[Ausgewählter Textauszug]
Brauer haben das Turnier bereits abgehakt
Dabei werden bei einer WM je nach Abschneiden der deutschen Elf normalerweise bis zu eine Million Hektoliter mehr Bier getrunken. Im Sommer. „Aber von dem Event im Winter erwartet sich unsere Branche keine Impulse, das muss man ganz nüchtern betrachten“, sagt Holger Eichele, Hauptgeschäftsführer des Deutschen Brauer-Bundes.
Selbst WM-Brot backen die Bäcker im Revier nicht für dieses Turnier. „Kein Thema“, sagt Tristan Förster, Sprecher der Bäckerinnung Rhein-Ruhr. „In diesen Wochen ist so viel im Angebot, dass gar keine Zeit bleibt für ein weiteres Zusatzprodukt.“ Außerdem wäre so ein Brot unter den derzeitigen Umständen wohl auch ein „Ladenhüter“.
Übertragung auf zwei Weihnachtsmärkten
Fernseher sind zwar keine Ladenhüter, aber „einen merklichen Anstieg wie bei den letzten Europa- und Weltmeisterschaften sehen wir derzeit noch nicht“, heißt es auf Anfrage bei MediaMarktSaturn, wo man aber große Hoffnungen in den in der ersten WM-Woche stattfindenden Sonderangebotstag „Black Friday“ setzt.

Punktbasierte Annotationsdaten
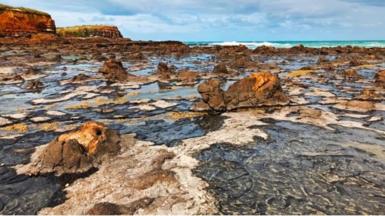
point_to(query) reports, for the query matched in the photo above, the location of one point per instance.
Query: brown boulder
(380, 78)
(34, 85)
(80, 77)
(114, 71)
(258, 89)
(78, 151)
(188, 77)
(351, 75)
(164, 71)
(220, 69)
(212, 94)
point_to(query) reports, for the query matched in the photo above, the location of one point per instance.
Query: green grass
(22, 9)
(80, 31)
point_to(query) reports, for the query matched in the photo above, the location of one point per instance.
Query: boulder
(164, 71)
(80, 77)
(34, 85)
(258, 89)
(188, 77)
(380, 78)
(106, 208)
(114, 71)
(351, 75)
(24, 22)
(77, 151)
(220, 69)
(212, 94)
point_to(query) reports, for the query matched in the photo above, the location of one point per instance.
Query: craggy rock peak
(77, 151)
(114, 71)
(90, 31)
(258, 89)
(24, 22)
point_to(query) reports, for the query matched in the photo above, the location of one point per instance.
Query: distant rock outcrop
(90, 31)
(16, 22)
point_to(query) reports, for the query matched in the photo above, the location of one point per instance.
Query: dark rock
(255, 90)
(114, 71)
(80, 77)
(24, 195)
(380, 78)
(164, 71)
(351, 75)
(34, 85)
(106, 208)
(220, 69)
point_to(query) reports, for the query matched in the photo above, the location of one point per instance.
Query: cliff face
(23, 22)
(90, 31)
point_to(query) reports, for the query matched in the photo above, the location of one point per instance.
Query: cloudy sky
(224, 20)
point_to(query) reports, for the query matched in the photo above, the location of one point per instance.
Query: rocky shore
(106, 125)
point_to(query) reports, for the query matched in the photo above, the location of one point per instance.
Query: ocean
(288, 44)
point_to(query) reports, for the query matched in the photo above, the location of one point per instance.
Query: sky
(224, 20)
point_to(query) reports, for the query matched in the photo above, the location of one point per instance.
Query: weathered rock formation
(212, 94)
(24, 22)
(258, 89)
(90, 31)
(380, 78)
(164, 71)
(114, 71)
(220, 69)
(76, 152)
(188, 77)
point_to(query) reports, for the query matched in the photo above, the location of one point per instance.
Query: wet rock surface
(258, 89)
(295, 174)
(114, 71)
(90, 31)
(22, 194)
(75, 152)
(321, 151)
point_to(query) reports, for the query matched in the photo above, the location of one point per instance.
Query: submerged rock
(255, 90)
(351, 75)
(220, 69)
(380, 78)
(188, 77)
(80, 77)
(107, 208)
(77, 151)
(114, 71)
(34, 85)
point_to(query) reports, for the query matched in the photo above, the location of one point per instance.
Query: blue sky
(224, 20)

[Aufgabenstellung] Gib aus dem Textauszug über die WM im Winter die Stelle von „Brauer haben das“ bis einschließlich „des Deutschen Brauer-Bundes.“ wortgetreu wieder.

[Endgültige Antwort]
Brauer haben das Turnier bereits abgehakt
Dabei werden bei einer WM je nach Abschneiden der deutschen Elf normalerweise bis zu eine Million Hektoliter mehr Bier getrunken. Im Sommer. „Aber von dem Event im Winter erwartet sich unsere Branche keine Impulse, das muss man ganz nüchtern betrachten“, sagt Holger Eichele, Hauptgeschäftsführer des Deutschen Brauer-Bundes.